» What you will do: Return the lines below exactly as they appear, please, starting with the first and ending with the one that contains "For the image below, indicate".
(Data supplied begins)
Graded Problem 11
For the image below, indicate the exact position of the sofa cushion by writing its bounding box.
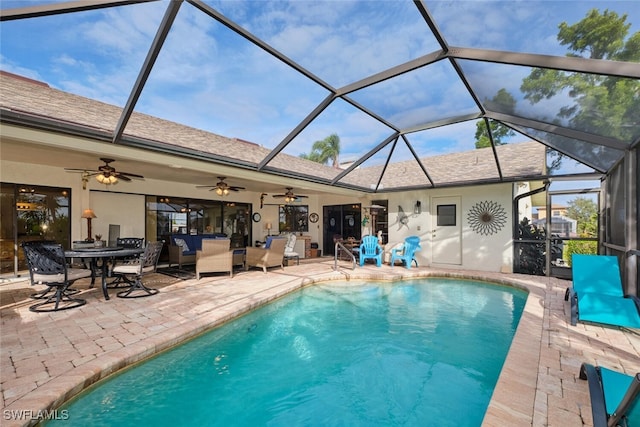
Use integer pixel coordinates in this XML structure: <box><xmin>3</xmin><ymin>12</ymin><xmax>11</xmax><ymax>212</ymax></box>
<box><xmin>173</xmin><ymin>237</ymin><xmax>190</xmax><ymax>253</ymax></box>
<box><xmin>171</xmin><ymin>234</ymin><xmax>228</xmax><ymax>256</ymax></box>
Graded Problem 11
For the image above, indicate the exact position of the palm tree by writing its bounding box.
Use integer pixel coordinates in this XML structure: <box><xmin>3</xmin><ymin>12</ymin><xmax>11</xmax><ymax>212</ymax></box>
<box><xmin>299</xmin><ymin>133</ymin><xmax>341</xmax><ymax>167</ymax></box>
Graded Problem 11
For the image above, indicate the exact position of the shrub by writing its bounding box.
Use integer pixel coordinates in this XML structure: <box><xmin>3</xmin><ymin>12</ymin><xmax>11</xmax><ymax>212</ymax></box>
<box><xmin>565</xmin><ymin>240</ymin><xmax>597</xmax><ymax>266</ymax></box>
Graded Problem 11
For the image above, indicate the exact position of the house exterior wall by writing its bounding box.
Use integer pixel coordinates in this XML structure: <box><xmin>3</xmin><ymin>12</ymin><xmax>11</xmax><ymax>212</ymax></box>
<box><xmin>1</xmin><ymin>158</ymin><xmax>330</xmax><ymax>250</ymax></box>
<box><xmin>536</xmin><ymin>205</ymin><xmax>568</xmax><ymax>220</ymax></box>
<box><xmin>91</xmin><ymin>192</ymin><xmax>146</xmax><ymax>242</ymax></box>
<box><xmin>376</xmin><ymin>183</ymin><xmax>514</xmax><ymax>273</ymax></box>
<box><xmin>2</xmin><ymin>155</ymin><xmax>516</xmax><ymax>273</ymax></box>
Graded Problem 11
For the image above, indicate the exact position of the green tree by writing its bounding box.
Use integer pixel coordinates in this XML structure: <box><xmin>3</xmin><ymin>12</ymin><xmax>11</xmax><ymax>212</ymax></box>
<box><xmin>520</xmin><ymin>9</ymin><xmax>640</xmax><ymax>142</ymax></box>
<box><xmin>565</xmin><ymin>196</ymin><xmax>598</xmax><ymax>237</ymax></box>
<box><xmin>474</xmin><ymin>121</ymin><xmax>515</xmax><ymax>148</ymax></box>
<box><xmin>560</xmin><ymin>197</ymin><xmax>599</xmax><ymax>263</ymax></box>
<box><xmin>474</xmin><ymin>89</ymin><xmax>516</xmax><ymax>148</ymax></box>
<box><xmin>299</xmin><ymin>133</ymin><xmax>341</xmax><ymax>167</ymax></box>
<box><xmin>298</xmin><ymin>151</ymin><xmax>323</xmax><ymax>163</ymax></box>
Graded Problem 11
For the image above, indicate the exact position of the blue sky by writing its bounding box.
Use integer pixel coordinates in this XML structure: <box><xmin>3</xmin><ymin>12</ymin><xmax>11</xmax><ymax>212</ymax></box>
<box><xmin>1</xmin><ymin>0</ymin><xmax>638</xmax><ymax>177</ymax></box>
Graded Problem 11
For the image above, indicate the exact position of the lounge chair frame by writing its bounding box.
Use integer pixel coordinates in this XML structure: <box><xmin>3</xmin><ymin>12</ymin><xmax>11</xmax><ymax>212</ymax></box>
<box><xmin>566</xmin><ymin>255</ymin><xmax>640</xmax><ymax>328</ymax></box>
<box><xmin>580</xmin><ymin>363</ymin><xmax>640</xmax><ymax>427</ymax></box>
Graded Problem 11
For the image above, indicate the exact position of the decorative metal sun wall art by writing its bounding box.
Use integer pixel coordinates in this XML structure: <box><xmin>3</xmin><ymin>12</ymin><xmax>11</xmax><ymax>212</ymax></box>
<box><xmin>467</xmin><ymin>200</ymin><xmax>507</xmax><ymax>236</ymax></box>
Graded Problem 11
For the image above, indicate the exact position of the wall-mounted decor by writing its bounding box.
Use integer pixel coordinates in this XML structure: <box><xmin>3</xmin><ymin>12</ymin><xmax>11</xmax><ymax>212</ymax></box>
<box><xmin>396</xmin><ymin>205</ymin><xmax>409</xmax><ymax>230</ymax></box>
<box><xmin>467</xmin><ymin>200</ymin><xmax>507</xmax><ymax>236</ymax></box>
<box><xmin>309</xmin><ymin>212</ymin><xmax>319</xmax><ymax>223</ymax></box>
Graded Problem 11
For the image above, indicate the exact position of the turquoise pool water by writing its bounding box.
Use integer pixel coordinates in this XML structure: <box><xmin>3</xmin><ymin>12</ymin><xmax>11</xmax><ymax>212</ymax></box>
<box><xmin>46</xmin><ymin>278</ymin><xmax>526</xmax><ymax>427</ymax></box>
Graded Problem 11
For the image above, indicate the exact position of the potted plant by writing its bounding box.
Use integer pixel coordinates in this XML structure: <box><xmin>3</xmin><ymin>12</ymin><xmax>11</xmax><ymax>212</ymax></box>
<box><xmin>94</xmin><ymin>234</ymin><xmax>104</xmax><ymax>247</ymax></box>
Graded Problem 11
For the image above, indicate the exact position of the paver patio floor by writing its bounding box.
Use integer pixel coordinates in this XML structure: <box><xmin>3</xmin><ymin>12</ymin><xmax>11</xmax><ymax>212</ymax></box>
<box><xmin>1</xmin><ymin>258</ymin><xmax>639</xmax><ymax>426</ymax></box>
(Data supplied ends)
» Completed task:
Graded Problem 11
For the image below, indicate the exact position of the sofa cushion by writing its bounding box.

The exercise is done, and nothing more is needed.